> [EXERCISE DETAILS]
Each record should be reproduced exactly.

> [EXCERPTED RECORDS]

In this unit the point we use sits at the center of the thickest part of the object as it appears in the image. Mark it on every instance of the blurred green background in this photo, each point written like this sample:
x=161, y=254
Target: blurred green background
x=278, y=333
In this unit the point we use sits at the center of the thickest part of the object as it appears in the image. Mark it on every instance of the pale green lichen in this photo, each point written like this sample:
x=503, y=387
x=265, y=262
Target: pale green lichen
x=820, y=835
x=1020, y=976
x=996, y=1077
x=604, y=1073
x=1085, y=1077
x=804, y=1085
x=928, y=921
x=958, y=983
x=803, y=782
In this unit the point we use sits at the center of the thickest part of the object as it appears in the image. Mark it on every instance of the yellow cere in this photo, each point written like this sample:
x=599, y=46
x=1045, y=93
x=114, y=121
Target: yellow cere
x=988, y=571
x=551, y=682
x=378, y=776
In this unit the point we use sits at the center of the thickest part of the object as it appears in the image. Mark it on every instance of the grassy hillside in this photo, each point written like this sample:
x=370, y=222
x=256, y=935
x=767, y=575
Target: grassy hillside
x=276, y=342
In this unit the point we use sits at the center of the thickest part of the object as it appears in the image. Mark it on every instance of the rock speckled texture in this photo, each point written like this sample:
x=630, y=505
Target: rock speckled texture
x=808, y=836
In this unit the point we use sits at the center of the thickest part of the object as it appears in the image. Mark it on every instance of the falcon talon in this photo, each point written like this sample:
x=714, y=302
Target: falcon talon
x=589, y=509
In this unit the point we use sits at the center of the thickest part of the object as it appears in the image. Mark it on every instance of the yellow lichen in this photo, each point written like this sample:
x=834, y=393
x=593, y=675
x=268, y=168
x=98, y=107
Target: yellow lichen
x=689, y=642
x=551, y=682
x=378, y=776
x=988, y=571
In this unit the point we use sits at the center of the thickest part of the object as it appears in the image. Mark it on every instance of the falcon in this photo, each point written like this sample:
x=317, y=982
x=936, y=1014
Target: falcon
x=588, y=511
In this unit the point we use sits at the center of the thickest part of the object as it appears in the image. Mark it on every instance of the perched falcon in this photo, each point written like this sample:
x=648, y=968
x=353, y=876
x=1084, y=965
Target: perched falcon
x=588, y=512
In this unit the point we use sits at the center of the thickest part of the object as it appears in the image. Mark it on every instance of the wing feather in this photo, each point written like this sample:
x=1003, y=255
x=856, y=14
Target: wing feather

> [RESULT FOR THIS EXERCISE]
In this unit the point we use sits at the center of the thickest part of the object as it appears in the image. Mark it on every instance of the blurred green background in this photo, each point written like this sample:
x=161, y=254
Target: blurred green background
x=278, y=333
In this unit the point we use sits at the center of the thickest part of the object as it appears in the image. Mark it on every instance of the pale green lichen in this photo, each point written like this sample:
x=503, y=387
x=265, y=262
Target: pale green lichen
x=820, y=835
x=1020, y=976
x=996, y=1077
x=604, y=1073
x=1085, y=1077
x=804, y=1085
x=928, y=921
x=958, y=983
x=803, y=782
In this unit the point we use sits at the center of the thickest part of the object as it appears in the image. Mark it on every instance of the yellow cere in this photo, each point written like this sample:
x=599, y=46
x=1045, y=93
x=114, y=121
Target: yellow cere
x=988, y=571
x=551, y=682
x=378, y=776
In this unit the point we use sits at the center of the thickest part of the object as it appears in the image. Mark it on every instance of the grassy hillside in this photo, each point written like this sample:
x=370, y=222
x=256, y=935
x=767, y=575
Target: grassy hillside
x=276, y=342
In this unit the point we use sits at the center of the thickest part of the object as it appears in the image. Mark it on every instance of the rock speckled texture in this photo, each point written like this sample:
x=630, y=505
Target: rock speckled texture
x=808, y=836
In this unit the point we use sits at the center of the thickest part of the object as it appears in the image. Mark it on every instance of the falcon talon in this photo, each point written like this sample:
x=714, y=302
Target: falcon talon
x=589, y=509
In this unit the point we use sits at the center of the thickest part of the object as it appears in the image. Mark it on every instance of the yellow lichen in this photo, each point written like this sample:
x=834, y=393
x=593, y=675
x=268, y=168
x=98, y=107
Target: yellow lichen
x=689, y=642
x=551, y=682
x=378, y=776
x=988, y=571
In this unit the point we use sits at the center of the thickest part of the object as it appears in the image. Mark it on every instance of the falcon in this photo, each point written like this sample:
x=317, y=982
x=936, y=1014
Target: falcon
x=588, y=511
In this unit the point we use sits at the center of the thickest part of the object as it appears in the image. Mark it on every instance of the perched falcon in this photo, each point written like this sample:
x=648, y=968
x=353, y=876
x=1084, y=965
Target: perched falcon
x=588, y=512
In this unit the point we use sits at the center of the thickest part of the object as it appears in the image. Mark it on every instance of the wing feather in this photo, each point written like this sample:
x=1003, y=255
x=856, y=14
Target: wing feather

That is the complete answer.